# [The task]
Lines from the one containing "flagpole in the photo above." through the final line of the records are the only ones to copy, and each must match exactly.

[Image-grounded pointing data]
BEGIN
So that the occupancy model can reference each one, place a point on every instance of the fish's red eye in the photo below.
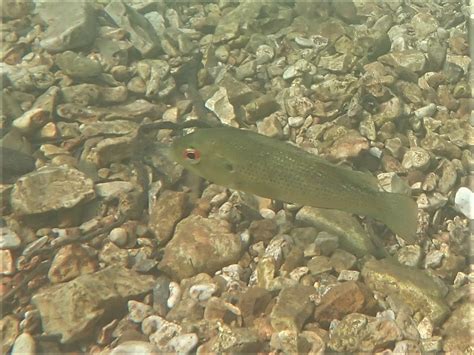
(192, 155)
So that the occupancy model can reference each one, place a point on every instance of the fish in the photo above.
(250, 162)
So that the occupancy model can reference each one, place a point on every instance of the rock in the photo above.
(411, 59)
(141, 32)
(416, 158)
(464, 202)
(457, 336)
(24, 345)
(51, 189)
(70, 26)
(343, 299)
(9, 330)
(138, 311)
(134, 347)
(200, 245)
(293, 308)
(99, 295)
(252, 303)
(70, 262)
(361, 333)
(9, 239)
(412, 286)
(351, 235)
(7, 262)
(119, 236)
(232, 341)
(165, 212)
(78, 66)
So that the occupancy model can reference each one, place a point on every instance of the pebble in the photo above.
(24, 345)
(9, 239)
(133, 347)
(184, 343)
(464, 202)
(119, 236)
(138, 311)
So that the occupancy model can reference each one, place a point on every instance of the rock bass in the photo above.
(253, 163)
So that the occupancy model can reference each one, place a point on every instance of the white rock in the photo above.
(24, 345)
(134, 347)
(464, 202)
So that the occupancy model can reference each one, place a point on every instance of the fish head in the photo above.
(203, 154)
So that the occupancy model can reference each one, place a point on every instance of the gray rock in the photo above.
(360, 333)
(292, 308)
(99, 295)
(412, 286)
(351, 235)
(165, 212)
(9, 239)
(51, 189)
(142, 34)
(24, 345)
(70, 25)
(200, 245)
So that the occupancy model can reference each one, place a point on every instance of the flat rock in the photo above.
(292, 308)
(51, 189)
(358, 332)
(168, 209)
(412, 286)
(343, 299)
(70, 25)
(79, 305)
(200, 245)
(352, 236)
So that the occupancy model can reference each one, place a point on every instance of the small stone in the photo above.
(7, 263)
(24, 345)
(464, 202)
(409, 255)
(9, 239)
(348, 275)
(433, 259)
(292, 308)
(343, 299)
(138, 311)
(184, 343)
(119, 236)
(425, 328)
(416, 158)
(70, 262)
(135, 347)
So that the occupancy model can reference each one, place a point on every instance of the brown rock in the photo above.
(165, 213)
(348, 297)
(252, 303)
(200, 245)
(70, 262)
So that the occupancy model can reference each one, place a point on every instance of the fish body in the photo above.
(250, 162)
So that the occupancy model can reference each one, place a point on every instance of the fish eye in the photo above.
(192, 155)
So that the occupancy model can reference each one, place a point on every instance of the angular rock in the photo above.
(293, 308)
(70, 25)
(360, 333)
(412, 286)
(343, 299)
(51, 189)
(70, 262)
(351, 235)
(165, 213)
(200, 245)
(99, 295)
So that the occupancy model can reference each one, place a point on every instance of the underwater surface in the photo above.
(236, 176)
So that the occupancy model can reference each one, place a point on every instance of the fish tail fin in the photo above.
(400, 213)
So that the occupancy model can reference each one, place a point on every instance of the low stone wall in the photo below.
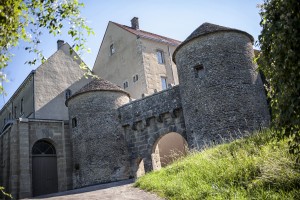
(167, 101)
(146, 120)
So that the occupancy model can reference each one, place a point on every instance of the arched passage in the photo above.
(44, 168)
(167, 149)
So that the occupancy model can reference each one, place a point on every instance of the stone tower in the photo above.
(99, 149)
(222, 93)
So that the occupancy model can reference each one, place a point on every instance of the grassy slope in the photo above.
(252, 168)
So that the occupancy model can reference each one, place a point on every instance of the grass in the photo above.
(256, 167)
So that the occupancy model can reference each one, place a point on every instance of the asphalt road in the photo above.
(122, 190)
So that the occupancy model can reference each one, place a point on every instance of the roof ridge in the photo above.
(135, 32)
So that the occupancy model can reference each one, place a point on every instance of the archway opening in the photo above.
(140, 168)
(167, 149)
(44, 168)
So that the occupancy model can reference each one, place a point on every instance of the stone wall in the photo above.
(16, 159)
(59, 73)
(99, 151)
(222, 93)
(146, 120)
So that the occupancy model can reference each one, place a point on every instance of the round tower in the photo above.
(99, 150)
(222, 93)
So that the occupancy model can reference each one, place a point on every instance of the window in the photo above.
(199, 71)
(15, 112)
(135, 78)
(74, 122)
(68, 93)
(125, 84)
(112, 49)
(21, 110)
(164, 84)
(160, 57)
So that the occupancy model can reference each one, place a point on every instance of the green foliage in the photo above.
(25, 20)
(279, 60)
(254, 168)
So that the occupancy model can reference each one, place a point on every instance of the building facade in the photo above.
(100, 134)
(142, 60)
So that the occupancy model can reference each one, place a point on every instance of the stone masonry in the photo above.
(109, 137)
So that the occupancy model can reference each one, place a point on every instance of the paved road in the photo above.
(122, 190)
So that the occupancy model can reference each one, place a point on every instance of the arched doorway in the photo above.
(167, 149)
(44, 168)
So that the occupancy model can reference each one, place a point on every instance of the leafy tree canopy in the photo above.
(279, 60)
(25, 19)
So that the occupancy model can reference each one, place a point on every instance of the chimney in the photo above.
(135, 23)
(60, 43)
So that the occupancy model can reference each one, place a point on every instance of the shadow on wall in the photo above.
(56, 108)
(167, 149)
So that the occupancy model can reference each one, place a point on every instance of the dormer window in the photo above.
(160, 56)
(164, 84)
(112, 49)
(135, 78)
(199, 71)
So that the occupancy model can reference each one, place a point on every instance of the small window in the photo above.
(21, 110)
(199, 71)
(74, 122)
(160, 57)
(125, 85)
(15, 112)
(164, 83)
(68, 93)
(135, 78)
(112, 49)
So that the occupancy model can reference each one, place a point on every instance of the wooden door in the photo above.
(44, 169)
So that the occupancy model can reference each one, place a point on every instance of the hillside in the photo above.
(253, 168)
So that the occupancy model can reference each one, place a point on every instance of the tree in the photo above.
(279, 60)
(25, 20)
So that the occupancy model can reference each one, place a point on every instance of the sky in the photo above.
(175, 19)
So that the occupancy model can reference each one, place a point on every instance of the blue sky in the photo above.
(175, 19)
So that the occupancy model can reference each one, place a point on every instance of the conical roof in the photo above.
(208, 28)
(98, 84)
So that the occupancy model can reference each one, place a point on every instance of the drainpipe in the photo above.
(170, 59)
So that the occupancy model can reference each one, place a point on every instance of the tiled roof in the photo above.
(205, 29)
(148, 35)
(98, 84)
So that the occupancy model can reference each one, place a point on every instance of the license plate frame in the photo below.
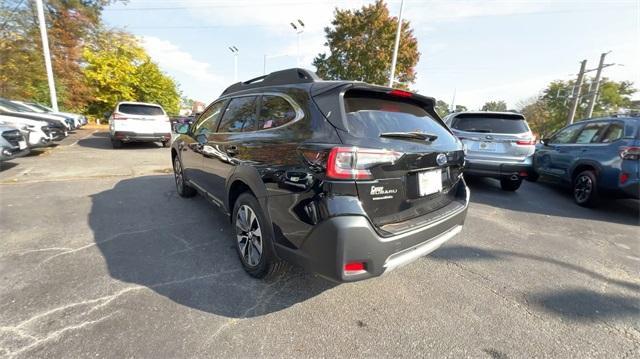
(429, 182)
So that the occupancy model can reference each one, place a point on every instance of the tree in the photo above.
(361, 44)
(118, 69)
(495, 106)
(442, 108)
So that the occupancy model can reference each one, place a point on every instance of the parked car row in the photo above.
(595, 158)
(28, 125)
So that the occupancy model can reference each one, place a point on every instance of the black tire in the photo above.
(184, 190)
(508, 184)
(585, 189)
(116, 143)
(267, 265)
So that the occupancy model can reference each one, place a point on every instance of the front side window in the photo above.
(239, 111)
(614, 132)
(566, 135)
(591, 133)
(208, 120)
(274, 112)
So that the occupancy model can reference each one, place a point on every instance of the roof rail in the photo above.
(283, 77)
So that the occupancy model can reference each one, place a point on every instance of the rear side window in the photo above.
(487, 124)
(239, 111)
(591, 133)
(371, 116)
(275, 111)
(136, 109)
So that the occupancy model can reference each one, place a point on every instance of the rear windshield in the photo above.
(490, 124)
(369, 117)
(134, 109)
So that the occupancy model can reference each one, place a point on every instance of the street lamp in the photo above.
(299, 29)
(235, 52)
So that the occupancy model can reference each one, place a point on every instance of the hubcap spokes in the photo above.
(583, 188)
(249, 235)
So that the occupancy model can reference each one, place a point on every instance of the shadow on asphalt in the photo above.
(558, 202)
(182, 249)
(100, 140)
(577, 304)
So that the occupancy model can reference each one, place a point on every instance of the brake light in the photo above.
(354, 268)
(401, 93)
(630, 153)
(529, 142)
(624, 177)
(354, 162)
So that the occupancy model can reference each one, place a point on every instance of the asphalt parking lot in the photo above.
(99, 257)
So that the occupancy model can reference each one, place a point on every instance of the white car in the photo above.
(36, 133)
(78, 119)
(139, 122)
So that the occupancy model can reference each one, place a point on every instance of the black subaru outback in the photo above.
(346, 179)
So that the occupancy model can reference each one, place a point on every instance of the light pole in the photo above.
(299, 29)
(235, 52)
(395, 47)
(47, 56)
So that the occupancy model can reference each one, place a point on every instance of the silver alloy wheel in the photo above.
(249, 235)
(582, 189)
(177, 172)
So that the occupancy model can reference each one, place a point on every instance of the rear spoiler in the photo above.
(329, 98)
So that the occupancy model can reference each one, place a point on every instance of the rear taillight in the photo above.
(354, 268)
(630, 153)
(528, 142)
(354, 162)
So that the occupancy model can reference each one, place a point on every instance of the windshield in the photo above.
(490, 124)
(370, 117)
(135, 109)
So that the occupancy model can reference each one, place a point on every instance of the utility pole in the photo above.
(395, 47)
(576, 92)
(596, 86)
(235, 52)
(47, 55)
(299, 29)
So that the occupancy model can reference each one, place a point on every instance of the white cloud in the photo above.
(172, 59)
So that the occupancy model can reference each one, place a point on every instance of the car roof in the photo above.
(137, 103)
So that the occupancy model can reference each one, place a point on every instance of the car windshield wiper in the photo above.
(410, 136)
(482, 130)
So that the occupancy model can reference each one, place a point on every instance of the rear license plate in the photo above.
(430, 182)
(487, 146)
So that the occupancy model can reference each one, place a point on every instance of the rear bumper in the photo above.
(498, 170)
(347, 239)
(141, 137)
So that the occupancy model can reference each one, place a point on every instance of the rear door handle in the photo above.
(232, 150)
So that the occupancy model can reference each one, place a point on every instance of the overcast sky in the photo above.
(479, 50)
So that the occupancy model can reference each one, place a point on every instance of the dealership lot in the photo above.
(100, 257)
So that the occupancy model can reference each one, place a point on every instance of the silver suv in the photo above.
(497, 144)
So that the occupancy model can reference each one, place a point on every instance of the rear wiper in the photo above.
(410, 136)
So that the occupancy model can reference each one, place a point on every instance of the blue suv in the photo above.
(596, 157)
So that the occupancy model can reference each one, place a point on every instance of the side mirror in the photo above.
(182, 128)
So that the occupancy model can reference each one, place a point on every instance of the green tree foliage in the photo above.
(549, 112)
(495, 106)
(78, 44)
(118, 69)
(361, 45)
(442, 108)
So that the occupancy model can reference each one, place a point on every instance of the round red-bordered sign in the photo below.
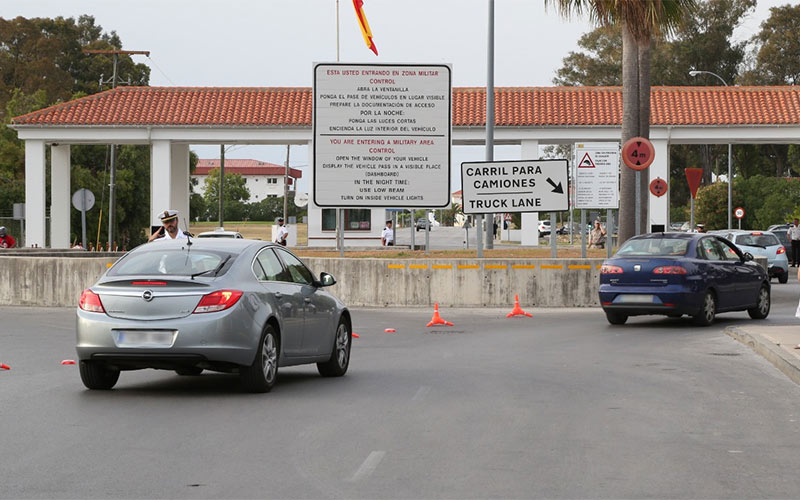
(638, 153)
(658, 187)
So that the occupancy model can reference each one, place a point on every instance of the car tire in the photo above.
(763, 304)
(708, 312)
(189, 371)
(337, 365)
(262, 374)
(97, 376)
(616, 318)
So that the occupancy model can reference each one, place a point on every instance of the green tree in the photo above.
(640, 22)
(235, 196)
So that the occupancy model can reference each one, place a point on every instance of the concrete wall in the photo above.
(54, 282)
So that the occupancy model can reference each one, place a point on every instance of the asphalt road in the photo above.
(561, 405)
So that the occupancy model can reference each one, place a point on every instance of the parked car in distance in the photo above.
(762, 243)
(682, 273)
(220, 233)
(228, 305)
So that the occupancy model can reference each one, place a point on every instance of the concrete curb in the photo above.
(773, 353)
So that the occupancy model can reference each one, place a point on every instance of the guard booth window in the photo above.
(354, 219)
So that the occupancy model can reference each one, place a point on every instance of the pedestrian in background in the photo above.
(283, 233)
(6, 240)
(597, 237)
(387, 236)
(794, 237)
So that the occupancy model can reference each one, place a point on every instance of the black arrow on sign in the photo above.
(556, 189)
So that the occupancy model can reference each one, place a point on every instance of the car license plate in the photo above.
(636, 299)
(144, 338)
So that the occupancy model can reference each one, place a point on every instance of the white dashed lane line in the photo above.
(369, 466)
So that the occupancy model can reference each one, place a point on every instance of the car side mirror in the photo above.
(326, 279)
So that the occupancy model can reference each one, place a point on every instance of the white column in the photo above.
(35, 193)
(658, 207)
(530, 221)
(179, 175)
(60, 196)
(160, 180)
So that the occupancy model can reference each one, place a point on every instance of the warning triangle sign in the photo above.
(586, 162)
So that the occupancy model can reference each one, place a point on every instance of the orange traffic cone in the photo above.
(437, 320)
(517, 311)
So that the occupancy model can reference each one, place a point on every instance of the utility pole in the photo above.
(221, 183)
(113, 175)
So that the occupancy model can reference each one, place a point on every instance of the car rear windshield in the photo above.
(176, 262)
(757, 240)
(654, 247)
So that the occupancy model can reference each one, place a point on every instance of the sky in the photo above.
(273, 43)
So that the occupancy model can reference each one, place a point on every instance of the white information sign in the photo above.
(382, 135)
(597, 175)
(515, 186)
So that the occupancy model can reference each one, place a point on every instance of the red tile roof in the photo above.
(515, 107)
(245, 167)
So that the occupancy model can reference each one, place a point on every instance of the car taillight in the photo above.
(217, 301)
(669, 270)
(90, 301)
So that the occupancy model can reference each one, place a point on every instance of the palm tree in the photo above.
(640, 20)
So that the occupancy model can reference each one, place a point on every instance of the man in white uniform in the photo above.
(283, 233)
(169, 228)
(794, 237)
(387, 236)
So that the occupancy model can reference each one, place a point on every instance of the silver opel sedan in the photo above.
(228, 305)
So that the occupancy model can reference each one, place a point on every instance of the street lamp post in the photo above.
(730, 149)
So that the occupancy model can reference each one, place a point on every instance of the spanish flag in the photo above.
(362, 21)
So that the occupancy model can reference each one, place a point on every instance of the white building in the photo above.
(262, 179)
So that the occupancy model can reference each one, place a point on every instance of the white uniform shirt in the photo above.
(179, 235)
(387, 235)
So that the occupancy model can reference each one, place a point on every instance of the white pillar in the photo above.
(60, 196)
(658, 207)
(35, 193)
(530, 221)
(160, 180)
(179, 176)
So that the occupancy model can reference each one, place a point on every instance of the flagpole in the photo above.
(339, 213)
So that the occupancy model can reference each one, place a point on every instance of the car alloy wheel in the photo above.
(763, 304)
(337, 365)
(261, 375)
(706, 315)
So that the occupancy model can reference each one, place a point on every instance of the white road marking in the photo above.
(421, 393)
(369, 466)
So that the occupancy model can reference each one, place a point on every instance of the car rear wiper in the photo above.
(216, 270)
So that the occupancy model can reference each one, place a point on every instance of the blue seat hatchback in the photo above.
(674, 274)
END
# [Exercise result]
So that the occupancy model can reference each one, place a point on every instance of the flagpole in the photo above.
(339, 213)
So that the occupancy model can reference each one, place a point on every instance of the car alloy wheel in the photo above.
(763, 304)
(337, 365)
(261, 375)
(706, 315)
So that the occupancy model can reference each one, place a point on every instance of the white road marking in the photo above.
(421, 393)
(369, 466)
So that the occupancy model can reference each one, place a point on every instance of the car rear wiper in the photo above.
(216, 270)
So that the occupancy model can reference each one, place a point on every instance of the blue seat hatchback in the photo above.
(674, 274)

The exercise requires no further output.